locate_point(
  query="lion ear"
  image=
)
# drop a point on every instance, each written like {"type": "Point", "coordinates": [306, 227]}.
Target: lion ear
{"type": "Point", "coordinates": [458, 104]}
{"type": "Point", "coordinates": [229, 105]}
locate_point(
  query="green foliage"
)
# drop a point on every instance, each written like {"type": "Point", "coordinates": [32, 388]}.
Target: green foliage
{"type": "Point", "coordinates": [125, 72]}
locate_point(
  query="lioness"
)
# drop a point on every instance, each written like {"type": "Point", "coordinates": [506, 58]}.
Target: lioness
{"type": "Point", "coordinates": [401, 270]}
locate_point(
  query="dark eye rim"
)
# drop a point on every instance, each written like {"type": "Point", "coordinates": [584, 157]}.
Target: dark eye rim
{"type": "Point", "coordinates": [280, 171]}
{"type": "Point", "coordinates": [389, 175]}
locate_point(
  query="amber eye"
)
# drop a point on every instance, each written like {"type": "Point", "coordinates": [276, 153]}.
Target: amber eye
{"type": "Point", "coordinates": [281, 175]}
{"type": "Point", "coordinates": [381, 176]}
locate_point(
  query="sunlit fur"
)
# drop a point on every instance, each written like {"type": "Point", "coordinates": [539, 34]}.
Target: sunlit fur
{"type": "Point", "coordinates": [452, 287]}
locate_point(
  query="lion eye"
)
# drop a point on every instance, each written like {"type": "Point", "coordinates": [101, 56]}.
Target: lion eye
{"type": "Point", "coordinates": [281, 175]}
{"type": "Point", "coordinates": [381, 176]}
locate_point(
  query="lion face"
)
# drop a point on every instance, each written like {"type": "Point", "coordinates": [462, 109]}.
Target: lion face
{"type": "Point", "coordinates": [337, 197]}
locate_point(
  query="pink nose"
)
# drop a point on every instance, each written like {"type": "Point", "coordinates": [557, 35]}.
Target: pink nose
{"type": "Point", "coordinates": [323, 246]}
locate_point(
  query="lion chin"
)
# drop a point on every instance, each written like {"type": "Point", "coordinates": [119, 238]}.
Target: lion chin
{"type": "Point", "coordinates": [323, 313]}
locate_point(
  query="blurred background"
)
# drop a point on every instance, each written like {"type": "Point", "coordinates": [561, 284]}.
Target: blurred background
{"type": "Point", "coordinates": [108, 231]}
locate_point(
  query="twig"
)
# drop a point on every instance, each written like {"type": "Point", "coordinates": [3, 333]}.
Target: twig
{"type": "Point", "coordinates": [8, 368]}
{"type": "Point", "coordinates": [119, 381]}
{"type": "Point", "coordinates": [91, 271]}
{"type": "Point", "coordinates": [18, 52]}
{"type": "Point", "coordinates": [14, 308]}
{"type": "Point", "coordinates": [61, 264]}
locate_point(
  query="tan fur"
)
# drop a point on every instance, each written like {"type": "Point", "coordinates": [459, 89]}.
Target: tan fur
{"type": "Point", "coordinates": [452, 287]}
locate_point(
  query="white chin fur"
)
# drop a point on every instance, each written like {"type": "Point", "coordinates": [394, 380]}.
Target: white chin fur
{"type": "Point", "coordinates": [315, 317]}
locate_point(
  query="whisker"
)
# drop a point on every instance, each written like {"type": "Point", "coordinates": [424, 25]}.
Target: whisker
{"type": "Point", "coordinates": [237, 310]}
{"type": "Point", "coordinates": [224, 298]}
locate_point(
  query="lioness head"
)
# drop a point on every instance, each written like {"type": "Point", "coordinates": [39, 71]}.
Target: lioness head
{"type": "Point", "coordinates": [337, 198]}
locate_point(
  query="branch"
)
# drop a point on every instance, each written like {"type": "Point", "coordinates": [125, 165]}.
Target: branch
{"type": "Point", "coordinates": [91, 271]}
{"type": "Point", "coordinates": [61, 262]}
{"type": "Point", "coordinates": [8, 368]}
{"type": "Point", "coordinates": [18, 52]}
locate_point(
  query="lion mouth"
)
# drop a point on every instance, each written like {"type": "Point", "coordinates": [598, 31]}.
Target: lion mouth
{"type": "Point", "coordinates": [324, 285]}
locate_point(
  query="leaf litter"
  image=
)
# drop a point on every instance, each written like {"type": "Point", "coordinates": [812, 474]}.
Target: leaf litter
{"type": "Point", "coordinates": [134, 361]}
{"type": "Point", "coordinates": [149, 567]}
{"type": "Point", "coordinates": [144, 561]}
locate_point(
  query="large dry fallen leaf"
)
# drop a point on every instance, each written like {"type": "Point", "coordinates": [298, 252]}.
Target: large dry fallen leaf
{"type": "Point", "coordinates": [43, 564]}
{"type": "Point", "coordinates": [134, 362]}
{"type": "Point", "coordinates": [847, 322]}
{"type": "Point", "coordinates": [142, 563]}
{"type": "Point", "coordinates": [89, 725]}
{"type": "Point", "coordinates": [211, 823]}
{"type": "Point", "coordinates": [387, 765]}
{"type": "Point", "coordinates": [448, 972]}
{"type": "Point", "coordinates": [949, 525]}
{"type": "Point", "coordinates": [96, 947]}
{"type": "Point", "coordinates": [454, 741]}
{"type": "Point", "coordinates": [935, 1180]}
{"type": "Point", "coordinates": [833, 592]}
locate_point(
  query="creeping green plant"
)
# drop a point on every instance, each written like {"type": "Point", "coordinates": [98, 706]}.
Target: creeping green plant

Direction:
List every line of the data that contains the word "blurred".

Written solution:
  query="blurred background"
Target: blurred background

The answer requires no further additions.